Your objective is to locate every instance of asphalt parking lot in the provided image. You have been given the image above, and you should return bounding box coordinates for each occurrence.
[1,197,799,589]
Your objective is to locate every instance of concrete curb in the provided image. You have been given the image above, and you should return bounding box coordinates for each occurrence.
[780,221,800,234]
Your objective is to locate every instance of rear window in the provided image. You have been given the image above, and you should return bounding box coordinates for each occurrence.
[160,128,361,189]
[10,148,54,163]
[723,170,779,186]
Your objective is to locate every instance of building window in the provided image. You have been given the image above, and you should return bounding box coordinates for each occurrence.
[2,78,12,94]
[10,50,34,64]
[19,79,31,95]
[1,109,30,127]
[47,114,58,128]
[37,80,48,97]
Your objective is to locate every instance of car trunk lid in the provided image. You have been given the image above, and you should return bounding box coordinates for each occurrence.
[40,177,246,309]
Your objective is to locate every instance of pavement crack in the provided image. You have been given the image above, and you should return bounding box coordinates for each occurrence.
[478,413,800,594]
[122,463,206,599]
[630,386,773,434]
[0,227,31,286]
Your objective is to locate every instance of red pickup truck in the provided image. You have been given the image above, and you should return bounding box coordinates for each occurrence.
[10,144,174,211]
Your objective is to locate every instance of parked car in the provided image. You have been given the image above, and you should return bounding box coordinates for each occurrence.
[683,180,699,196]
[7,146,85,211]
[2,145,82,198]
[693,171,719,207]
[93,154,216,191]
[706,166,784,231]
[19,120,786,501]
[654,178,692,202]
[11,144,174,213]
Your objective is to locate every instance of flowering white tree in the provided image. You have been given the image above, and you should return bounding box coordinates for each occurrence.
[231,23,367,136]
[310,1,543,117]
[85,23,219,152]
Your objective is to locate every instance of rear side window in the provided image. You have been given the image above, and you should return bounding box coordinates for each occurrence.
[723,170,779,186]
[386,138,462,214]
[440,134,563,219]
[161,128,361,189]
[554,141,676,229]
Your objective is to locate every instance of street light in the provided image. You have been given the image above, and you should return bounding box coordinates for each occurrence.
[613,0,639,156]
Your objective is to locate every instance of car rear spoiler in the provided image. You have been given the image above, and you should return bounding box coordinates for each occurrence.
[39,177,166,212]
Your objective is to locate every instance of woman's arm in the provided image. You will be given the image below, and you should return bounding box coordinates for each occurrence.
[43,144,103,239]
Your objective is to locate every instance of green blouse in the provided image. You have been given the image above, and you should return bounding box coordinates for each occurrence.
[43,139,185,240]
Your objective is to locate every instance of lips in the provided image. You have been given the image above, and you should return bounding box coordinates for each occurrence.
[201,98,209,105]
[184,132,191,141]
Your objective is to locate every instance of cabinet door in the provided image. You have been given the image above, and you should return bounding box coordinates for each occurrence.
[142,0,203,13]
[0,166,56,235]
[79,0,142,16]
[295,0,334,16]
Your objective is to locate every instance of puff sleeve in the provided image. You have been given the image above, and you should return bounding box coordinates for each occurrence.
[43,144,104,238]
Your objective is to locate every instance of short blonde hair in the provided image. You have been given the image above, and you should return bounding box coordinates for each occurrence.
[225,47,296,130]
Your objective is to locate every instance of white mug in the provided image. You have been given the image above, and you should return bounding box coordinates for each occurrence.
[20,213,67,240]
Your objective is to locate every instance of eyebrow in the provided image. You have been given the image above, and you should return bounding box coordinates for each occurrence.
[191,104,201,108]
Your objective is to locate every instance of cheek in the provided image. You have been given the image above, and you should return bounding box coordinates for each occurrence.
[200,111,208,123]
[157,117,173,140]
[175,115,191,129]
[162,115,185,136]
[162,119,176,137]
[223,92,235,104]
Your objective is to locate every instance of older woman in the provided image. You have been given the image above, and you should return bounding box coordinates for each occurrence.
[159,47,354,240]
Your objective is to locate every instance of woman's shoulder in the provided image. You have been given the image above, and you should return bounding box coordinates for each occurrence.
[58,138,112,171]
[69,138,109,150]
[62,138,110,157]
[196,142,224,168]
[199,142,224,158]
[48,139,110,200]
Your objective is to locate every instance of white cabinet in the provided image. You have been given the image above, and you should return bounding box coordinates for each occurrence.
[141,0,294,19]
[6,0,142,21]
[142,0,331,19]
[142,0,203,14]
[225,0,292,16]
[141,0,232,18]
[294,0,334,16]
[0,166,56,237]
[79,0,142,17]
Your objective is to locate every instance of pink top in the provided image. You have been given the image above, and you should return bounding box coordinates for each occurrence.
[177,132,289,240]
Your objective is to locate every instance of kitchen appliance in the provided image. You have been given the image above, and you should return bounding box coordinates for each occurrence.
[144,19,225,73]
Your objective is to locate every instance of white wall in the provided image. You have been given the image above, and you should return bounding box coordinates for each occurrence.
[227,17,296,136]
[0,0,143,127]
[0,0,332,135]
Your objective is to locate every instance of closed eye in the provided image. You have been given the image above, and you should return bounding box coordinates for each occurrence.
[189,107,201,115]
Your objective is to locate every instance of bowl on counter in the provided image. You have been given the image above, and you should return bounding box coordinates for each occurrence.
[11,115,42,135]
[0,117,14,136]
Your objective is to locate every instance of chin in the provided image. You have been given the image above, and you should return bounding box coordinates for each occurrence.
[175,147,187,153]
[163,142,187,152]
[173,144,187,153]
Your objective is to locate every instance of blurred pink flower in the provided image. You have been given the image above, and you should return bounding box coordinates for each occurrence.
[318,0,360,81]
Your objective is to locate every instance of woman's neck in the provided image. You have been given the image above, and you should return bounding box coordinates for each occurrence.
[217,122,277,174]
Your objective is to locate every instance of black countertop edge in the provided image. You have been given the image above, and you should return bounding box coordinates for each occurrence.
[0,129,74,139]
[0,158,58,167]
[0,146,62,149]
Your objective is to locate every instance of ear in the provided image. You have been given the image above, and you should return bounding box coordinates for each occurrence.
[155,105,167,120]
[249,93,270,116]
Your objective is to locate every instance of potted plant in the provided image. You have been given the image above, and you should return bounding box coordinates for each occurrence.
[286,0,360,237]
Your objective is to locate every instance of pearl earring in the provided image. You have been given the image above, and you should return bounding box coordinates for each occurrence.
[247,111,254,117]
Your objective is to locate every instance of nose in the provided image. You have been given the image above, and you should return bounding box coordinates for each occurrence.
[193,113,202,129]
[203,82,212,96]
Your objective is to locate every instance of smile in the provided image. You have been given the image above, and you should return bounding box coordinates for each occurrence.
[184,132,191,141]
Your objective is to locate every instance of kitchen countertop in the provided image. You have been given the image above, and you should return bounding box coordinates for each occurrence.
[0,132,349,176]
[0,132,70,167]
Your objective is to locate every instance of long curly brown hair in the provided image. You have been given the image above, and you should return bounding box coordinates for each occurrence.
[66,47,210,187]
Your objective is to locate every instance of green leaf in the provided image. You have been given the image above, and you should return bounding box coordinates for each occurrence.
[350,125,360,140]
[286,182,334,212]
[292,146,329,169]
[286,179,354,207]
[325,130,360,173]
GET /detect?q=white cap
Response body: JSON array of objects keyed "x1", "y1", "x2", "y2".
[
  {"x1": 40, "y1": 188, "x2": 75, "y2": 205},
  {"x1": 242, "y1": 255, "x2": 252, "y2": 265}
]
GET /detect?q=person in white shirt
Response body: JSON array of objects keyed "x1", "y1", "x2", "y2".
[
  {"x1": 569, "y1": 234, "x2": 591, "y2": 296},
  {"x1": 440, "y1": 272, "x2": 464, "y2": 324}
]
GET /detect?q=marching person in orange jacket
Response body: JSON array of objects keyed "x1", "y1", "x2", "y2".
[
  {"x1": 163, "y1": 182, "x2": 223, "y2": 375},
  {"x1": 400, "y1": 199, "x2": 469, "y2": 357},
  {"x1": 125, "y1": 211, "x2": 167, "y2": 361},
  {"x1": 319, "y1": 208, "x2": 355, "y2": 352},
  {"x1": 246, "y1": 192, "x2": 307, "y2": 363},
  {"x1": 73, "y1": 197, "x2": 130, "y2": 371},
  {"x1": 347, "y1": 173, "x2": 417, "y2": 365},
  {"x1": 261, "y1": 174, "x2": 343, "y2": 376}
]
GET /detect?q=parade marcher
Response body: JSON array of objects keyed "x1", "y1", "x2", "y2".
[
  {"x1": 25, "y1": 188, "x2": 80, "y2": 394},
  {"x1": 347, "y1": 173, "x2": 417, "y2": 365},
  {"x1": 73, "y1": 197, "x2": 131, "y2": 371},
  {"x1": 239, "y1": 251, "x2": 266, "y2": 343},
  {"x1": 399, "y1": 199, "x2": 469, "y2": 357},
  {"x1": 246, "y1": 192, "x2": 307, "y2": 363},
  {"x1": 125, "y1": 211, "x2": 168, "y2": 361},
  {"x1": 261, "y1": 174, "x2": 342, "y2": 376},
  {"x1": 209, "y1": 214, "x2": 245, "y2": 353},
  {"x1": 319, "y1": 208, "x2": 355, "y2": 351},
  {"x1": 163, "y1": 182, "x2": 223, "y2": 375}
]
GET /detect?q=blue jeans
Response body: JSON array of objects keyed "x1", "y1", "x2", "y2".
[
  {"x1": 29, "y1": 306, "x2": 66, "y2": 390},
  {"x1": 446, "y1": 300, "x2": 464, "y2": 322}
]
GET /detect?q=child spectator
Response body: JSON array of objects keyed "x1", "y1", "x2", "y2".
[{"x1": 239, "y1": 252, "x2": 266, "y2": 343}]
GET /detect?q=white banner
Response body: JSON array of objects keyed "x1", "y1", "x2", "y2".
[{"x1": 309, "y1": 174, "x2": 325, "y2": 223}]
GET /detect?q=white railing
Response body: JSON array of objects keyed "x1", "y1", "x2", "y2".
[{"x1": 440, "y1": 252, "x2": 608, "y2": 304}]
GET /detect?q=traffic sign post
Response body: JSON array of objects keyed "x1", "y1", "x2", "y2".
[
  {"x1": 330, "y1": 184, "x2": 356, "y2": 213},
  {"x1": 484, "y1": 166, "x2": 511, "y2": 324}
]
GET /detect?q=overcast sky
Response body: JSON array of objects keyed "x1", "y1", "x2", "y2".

----

(TASK INSTRUCTIONS): Of all the entries above, output exactly the lines between the one holding "Your objective is to locate every instance of pearl" and the one holding "GET /detect?q=white cap", inclusive.

(RESPONSE):
Your objective is to locate every instance of pearl earring in the provided image. You have been given the image above, and you should return bounding box coordinates for each occurrence.
[247,111,254,117]
Your objective is to locate every instance of nose in the provided image. You have been given the image above, and you should return bounding box coordinates for each occurrence.
[193,113,202,129]
[203,82,212,96]
Your objective is to locate every instance of smile in the provided image. You have been given the image above, and you should return bounding box coordinates for each occurrence.
[184,132,191,141]
Your objective is to locate every instance of kitchen countertop in the provided image. You have been given the image above, and you should return bounding box coordinates for each occurrence.
[0,132,349,176]
[0,132,70,167]
Your objective is to locate every instance of long curly brown hair in the provided image. You have been given the image above, and you should return bounding box coordinates for each occurrence.
[66,47,210,187]
Your objective is to locate every instance of green leaf in the provided image. You have been given the image above, and you should return bounding box coordinates for each occurrence.
[350,125,360,140]
[286,182,334,212]
[292,146,329,169]
[286,179,354,207]
[325,130,360,173]
GET /detect?q=white cap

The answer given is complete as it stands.